**Work task A**
Please extract every line of the mask listing below, reproducing each one exactly.
Segment Start: Exercise text
Prevention and Suppression of Terrorism Debate
Full Debate: Read Full DebateDavid Davis
Main Page: David Davis (Conservative - Goole and Pocklington)Department Debates - View all David Davis's debates with the Home Office
(14 years, 3 months ago)
Commons ChamberIt is a pleasure to follow both my right hon. and charming Friends, the Home Secretary and the deputy—sorry, shadow—Home Secretary. I am sorry; that was a Freudian slip, but almost a deliberate one.
Let me begin by wishing you a happy Bastille day, Mr Deputy Speaker. It seems appropriate, given the subject that we are discussing. I shall not recommend that we storm the barricades, but I do intend to divide the House on the motion. I tell Members that now, so that it is clear where we are going. We may not trouble the scorers greatly in the Lobby against the Government, but, given the historic role of the House in defending the liberties of our monarch’s subjects, I think it important that a policy which, whatever its rights and wrongs, has so far led to the imprisonment of three innocent people for 28 days is one on which the House should decide explicitly and not on the nod.
I welcome the Home Secretary’s intention to have a six-month review of counter-terrorism policy, but I say to her that, in my view, there is plenty of very clear evidence to demonstrate that 28 days is too many. I will also go through some of the points the shadow Home Secretary raised in his speech. These are not just matters of principle; they are matters of high principle and hard fact.
The shadow Home Secretary said he recognised that there are concerns that an authoritarian approach to counter-terrorism policy might have the deleterious effect of creating more radicalised Islamists—more potential terrorists—than a more traditional liberal British approach would. That is clearly the case. The hard fact supporting that assertion was given by the head of MI5 in his last speech to the country, when he said that there are 2,000 persons of interest—those are his words—to MI5, which is a 25% increase on the previous year’s figure. If the increase continues at that rate, no amount of security will defend us from the consequences of our own actions.
Radicalisation is, of course, created by more than just authoritarian policies, but such policies do drive it. Anybody who talks to the leaders of Muslim communities up and down the country will know that—they will pick that message up time and again. At the forefront of that trend is the 28-day policy. In relation to home-grown terrorism, detention without charge is the biggest recruiting sergeant for our opponents.
Segment End: Exercise text
**Work task B**
In the debate speech, begin at the words "I welcome the" and stop after "and hard fact.". Write out that stretch with "six-month" replaced by "twelve-month".
Segment Start: Recorded data
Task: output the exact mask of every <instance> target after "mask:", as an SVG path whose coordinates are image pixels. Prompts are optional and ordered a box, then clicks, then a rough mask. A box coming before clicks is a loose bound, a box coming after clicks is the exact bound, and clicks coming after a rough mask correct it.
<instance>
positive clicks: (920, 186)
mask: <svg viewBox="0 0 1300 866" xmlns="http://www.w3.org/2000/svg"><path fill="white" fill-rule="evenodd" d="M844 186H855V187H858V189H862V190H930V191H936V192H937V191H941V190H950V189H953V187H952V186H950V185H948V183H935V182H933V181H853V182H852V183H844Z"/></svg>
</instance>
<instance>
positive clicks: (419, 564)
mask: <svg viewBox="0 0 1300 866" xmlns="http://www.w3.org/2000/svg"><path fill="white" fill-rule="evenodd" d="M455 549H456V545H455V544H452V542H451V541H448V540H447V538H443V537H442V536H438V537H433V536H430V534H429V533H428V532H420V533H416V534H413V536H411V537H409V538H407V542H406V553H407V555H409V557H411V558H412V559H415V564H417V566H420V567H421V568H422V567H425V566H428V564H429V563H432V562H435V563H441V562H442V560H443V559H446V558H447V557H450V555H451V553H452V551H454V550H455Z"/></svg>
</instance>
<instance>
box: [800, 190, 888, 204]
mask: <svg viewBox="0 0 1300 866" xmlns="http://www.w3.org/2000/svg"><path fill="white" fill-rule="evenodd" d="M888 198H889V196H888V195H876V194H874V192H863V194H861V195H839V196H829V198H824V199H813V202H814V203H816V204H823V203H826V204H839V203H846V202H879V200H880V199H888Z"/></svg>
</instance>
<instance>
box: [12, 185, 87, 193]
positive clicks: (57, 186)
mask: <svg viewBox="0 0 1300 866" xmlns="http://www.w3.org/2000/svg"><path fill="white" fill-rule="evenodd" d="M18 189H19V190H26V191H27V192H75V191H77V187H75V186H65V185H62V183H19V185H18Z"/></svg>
Segment End: Recorded data
**Expected output A**
Task: output the exact mask of every <instance> target after "mask:", as an SVG path whose coordinates are image pixels. Prompts are optional and ordered a box, then clicks, then a rough mask. A box coming before clicks is a loose bound, a box coming after clicks is the exact bound, and clicks coming after a rough mask correct it.
<instance>
positive clicks: (920, 186)
mask: <svg viewBox="0 0 1300 866" xmlns="http://www.w3.org/2000/svg"><path fill="white" fill-rule="evenodd" d="M844 186H855V187H858V189H862V190H930V191H936V192H937V191H941V190H950V189H953V187H952V186H950V185H948V183H935V182H933V181H853V182H852V183H844Z"/></svg>
</instance>
<instance>
positive clicks: (419, 564)
mask: <svg viewBox="0 0 1300 866" xmlns="http://www.w3.org/2000/svg"><path fill="white" fill-rule="evenodd" d="M455 549H456V545H455V544H452V542H451V541H448V540H447V538H443V537H442V536H438V537H433V536H430V534H429V533H428V532H420V533H416V534H413V536H411V537H409V538H407V542H406V553H407V555H409V557H411V558H412V559H415V564H417V566H420V567H421V568H422V567H425V566H428V564H429V563H432V562H435V563H441V562H442V560H443V559H446V558H447V557H450V555H451V553H452V551H454V550H455Z"/></svg>
</instance>
<instance>
box: [800, 190, 888, 204]
mask: <svg viewBox="0 0 1300 866" xmlns="http://www.w3.org/2000/svg"><path fill="white" fill-rule="evenodd" d="M888 198H889V196H888V195H876V194H874V192H863V194H861V195H839V196H829V198H824V199H813V202H814V203H816V204H823V203H826V204H839V203H846V202H879V200H880V199H888Z"/></svg>
</instance>
<instance>
box: [12, 185, 87, 193]
positive clicks: (57, 186)
mask: <svg viewBox="0 0 1300 866" xmlns="http://www.w3.org/2000/svg"><path fill="white" fill-rule="evenodd" d="M18 189H19V190H26V191H27V192H75V191H77V187H75V186H65V185H62V183H19V185H18Z"/></svg>

**Expected output B**
I welcome the Home Secretary’s intention to have a twelve-month review of counter-terrorism policy, but I say to her that, in my view, there is plenty of very clear evidence to demonstrate that 28 days is too many. I will also go through some of the points the shadow Home Secretary raised in his speech. These are not just matters of principle; they are matters of high principle and hard fact.